Could the data below be copied out in full, word for word?

*** Opening of MATERIAL SHOWN ***

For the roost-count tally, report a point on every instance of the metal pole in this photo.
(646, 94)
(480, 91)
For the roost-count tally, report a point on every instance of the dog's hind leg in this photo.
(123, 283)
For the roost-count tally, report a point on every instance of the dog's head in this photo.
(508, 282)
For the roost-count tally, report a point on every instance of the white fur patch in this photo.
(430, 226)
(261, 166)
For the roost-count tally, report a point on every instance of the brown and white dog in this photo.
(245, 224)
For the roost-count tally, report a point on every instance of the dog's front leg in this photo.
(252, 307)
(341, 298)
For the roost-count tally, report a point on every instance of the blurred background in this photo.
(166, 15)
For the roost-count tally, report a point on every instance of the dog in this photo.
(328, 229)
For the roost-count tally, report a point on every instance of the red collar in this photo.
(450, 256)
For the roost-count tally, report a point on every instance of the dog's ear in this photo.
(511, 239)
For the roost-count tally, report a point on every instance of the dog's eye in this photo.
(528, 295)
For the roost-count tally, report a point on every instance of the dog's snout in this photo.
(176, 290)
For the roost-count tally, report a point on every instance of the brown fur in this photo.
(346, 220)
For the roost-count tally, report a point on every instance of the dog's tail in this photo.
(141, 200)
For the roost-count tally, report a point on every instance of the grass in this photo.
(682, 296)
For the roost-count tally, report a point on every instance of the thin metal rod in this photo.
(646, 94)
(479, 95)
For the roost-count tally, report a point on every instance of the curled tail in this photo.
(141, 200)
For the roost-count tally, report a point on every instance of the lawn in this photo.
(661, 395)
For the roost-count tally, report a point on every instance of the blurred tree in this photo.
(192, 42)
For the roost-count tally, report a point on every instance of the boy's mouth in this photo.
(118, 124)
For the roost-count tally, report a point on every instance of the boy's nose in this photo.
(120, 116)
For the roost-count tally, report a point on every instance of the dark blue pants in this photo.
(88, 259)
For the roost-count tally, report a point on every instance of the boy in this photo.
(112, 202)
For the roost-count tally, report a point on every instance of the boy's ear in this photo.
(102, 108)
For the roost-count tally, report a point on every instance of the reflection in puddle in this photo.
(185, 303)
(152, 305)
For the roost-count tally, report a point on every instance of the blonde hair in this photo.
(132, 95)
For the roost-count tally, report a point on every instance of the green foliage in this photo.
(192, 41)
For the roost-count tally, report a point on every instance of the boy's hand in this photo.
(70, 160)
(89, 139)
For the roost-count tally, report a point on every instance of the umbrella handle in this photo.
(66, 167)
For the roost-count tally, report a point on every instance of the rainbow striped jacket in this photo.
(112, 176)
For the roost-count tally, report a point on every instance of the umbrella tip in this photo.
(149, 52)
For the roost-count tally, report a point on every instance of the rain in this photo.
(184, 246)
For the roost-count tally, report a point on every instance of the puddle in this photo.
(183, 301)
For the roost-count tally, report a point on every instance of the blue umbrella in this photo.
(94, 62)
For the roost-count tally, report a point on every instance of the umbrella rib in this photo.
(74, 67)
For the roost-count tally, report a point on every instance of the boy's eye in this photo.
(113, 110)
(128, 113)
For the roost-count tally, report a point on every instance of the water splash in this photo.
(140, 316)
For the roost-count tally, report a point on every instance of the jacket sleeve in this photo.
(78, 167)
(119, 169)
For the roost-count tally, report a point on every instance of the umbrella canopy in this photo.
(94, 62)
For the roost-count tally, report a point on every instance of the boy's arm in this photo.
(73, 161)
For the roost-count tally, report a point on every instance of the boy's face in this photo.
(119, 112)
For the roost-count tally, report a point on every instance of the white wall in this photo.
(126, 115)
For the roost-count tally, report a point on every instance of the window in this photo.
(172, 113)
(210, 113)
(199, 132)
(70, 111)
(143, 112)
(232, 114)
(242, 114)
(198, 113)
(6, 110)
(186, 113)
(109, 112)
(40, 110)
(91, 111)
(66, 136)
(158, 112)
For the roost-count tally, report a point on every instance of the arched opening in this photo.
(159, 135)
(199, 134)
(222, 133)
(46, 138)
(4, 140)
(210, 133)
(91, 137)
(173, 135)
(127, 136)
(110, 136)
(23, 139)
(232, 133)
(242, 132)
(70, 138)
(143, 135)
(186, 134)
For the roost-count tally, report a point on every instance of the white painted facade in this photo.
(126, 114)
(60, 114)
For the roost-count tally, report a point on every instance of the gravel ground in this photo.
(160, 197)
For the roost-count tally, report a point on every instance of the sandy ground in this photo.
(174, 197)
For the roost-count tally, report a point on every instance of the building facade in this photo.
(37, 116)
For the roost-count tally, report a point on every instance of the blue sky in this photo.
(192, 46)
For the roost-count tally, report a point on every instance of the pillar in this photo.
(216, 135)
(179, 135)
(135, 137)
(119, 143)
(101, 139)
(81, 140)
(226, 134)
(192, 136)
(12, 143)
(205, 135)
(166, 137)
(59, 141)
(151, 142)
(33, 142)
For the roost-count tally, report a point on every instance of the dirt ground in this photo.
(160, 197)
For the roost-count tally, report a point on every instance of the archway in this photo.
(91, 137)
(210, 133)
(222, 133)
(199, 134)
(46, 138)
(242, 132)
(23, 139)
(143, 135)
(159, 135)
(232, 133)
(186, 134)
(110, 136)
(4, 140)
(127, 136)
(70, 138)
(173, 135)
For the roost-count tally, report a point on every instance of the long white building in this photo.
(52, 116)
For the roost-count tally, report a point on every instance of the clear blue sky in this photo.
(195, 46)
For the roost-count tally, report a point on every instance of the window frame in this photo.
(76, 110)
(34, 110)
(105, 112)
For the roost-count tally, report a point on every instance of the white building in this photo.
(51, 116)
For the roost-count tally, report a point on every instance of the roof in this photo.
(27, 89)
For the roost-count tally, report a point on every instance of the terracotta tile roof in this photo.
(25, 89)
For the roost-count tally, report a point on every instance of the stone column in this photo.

*** Close of MATERIAL SHOWN ***

_YOUR RESPONSE_.
For the roost-count tally, report a point on every instance of the metal pole in this photo.
(646, 94)
(480, 91)
For the roost-count tally, report a point on every instance of the dog's hind leg in this photo.
(123, 283)
For the roost-count tally, report a point on every instance of the dog's head in this photo.
(508, 282)
For the roost-count tally, report a point on every instance of the white fur patch in this photo.
(430, 226)
(261, 166)
For the roost-count tally, report a point on every instance of the brown and white dog in this photo.
(245, 224)
For the roost-count tally, report a point on every instance of the dog's front leg in this photo.
(252, 307)
(341, 298)
For the roost-count tally, report a point on every instance of the blurred background in this photo.
(166, 15)
For the roost-count tally, report a point on every instance of the dog in this photo.
(328, 229)
For the roost-count tally, report a point on every instance of the red collar in this photo.
(450, 256)
For the roost-count tally, report a point on every instance of the dog's ear in this photo.
(511, 239)
For the roost-count tally, report a point on every instance of the dog's eye in this photo.
(528, 295)
For the roost-count tally, report a point on every instance of the dog's snout in this photo.
(176, 290)
For the roost-count tally, report a point on every instance of the brown fur in this photo.
(346, 220)
For the roost-count tally, report a point on every instance of the dog's tail in this photo.
(141, 200)
For the roost-count tally, report a point on every instance of the grass in this photo.
(682, 296)
For the roost-count tally, report a point on every instance of the thin metal rod in this photo.
(646, 94)
(479, 95)
For the roost-count tally, report a point on every instance of the curled tail in this photo.
(141, 200)
For the roost-count tally, report a point on every instance of the lawn in this photo.
(661, 395)
For the roost-count tally, report a point on every instance of the blurred tree in this photo.
(192, 42)
For the roost-count tally, report a point on every instance of the boy's mouth in this photo.
(118, 124)
For the roost-count tally, report a point on every instance of the boy's nose in this photo.
(120, 116)
For the roost-count tally, report a point on every instance of the dark blue pants in this photo.
(88, 259)
For the roost-count tally, report a point on every instance of the boy in this photo.
(112, 202)
For the roost-count tally, report a point on every instance of the boy's ear in this photo.
(102, 108)
For the roost-count tally, report a point on every instance of the reflection in puddle in this photo.
(185, 303)
(152, 305)
For the roost-count tally, report a point on every instance of the blonde hair in this photo.
(132, 95)
For the roost-count tally, report a point on every instance of the green foliage in this photo.
(192, 41)
For the roost-count tally, report a point on every instance of the boy's hand in this photo.
(70, 160)
(89, 139)
For the roost-count tally, report a point on every instance of the umbrella handle in this photo.
(66, 167)
For the roost-count tally, report a point on every instance of the rainbow striped jacket in this photo.
(112, 176)
For the roost-count tally, report a point on every instance of the umbrella tip in this photo.
(149, 52)
For the roost-count tally, report a point on every instance of the rain in this photo.
(184, 246)
For the roost-count tally, report a point on every instance of the puddle in this photo.
(183, 301)
For the roost-count tally, report a point on every instance of the blue umbrella in this photo.
(94, 62)
For the roost-count tally, report a point on every instance of the umbrella rib in this photo.
(74, 67)
For the roost-count tally, report a point on every instance of the boy's eye in this photo.
(113, 110)
(128, 113)
For the roost-count tally, report a point on every instance of the water splash in this photo.
(140, 316)
For the roost-count tally, report a point on every instance of the jacket sleeve in this photo.
(78, 167)
(119, 169)
For the roost-count tally, report a point on every instance of the umbrella canopy in this photo.
(94, 62)
For the roost-count tally, report a point on every instance of the boy's arm in this photo.
(73, 161)
For the roost-count tally, report a point on every instance of the boy's face in this photo.
(119, 112)
For the roost-count tally, report a point on every instance of the white wall in this photo.
(126, 115)
For the roost-count tally, report a point on every instance of the window in this photo.
(172, 113)
(210, 113)
(199, 132)
(70, 111)
(143, 112)
(232, 114)
(242, 114)
(198, 113)
(6, 110)
(186, 113)
(109, 112)
(40, 110)
(91, 111)
(66, 136)
(158, 112)
For the roost-count tally, report a point on every instance of the arched opening in this photo.
(159, 135)
(199, 134)
(222, 133)
(46, 138)
(4, 140)
(210, 133)
(91, 137)
(173, 135)
(127, 136)
(110, 136)
(23, 139)
(232, 133)
(242, 132)
(70, 138)
(143, 135)
(186, 134)
For the roost-count tally, report a point on every instance of the white painted facade in this photo.
(126, 114)
(60, 114)
For the roost-count tally, report a point on every instance of the gravel ground in this photo.
(160, 197)
For the roost-count tally, report a point on every instance of the sandy ground in this photo.
(174, 197)
For the roost-count tally, report a point on every instance of the building facade in this photo.
(37, 116)
For the roost-count tally, report a point on every instance of the blue sky in this photo.
(192, 46)
For the roost-count tally, report a point on every instance of the pillar in this photo.
(216, 135)
(179, 135)
(135, 137)
(119, 143)
(101, 139)
(81, 140)
(226, 134)
(192, 136)
(12, 143)
(205, 135)
(166, 137)
(59, 141)
(151, 142)
(33, 142)
For the roost-count tally, report a point on every instance of the dirt ground in this photo.
(160, 197)
For the roost-count tally, report a point on every instance of the archway in this photo.
(91, 137)
(210, 133)
(222, 133)
(199, 134)
(46, 138)
(242, 132)
(23, 139)
(143, 135)
(159, 135)
(232, 133)
(186, 134)
(110, 136)
(4, 140)
(127, 136)
(70, 138)
(173, 135)
For the roost-count tally, report a point on every instance of the long white building in this photo.
(52, 116)
For the roost-count tally, report a point on every instance of the clear blue sky in this photo.
(195, 46)
For the roost-count tally, report a point on every instance of the window frame in this photo.
(76, 110)
(34, 110)
(105, 112)
For the roost-count tally, report a point on every instance of the white building in this photo.
(51, 116)
For the roost-count tally, report a point on every instance of the roof in this photo.
(27, 89)
For the roost-count tally, report a point on every instance of the terracotta tile roof in this photo.
(25, 89)
For the roost-count tally, report a point on every instance of the stone column in this photo.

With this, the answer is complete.